*INSTRUCTIONS TO FOLLOW*:
Reproduce word for word the lines from the one containing "If you would be so kind as to spot the spruce" through the last line, both ends included.

********************

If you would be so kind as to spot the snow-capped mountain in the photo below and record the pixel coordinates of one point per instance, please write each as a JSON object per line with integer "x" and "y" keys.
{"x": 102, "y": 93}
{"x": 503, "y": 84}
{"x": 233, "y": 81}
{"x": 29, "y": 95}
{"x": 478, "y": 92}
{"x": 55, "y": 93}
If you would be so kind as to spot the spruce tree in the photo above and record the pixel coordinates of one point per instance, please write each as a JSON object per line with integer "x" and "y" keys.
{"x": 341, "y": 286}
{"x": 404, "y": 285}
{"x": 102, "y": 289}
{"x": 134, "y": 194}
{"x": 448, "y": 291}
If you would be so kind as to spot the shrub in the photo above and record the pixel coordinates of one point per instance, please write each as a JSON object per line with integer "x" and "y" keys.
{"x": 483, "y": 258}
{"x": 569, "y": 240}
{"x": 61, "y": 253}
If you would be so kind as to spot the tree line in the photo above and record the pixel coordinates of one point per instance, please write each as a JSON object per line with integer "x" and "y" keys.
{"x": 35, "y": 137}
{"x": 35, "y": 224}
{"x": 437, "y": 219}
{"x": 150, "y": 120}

********************

*EXERCISE OUTPUT*:
If you would be so kind as to spot the spruce tree in the photo above and record the pixel coordinates of one point per instance, please write each as a JSON object per line with integer "x" and "y" keys.
{"x": 341, "y": 286}
{"x": 404, "y": 285}
{"x": 102, "y": 289}
{"x": 134, "y": 194}
{"x": 448, "y": 291}
If you would be so kind as to spot the shrub in the photo above and record the pixel coordinates of one point per instance, please write each as a JSON object per line with integer "x" and "y" keys.
{"x": 483, "y": 258}
{"x": 569, "y": 240}
{"x": 61, "y": 253}
If you would be so kind as to spot the tree line in the photo above and record the pixel coordinates of one point per instance, please write each as a JSON object per line with integer "x" and "y" keys.
{"x": 35, "y": 137}
{"x": 35, "y": 224}
{"x": 437, "y": 219}
{"x": 150, "y": 120}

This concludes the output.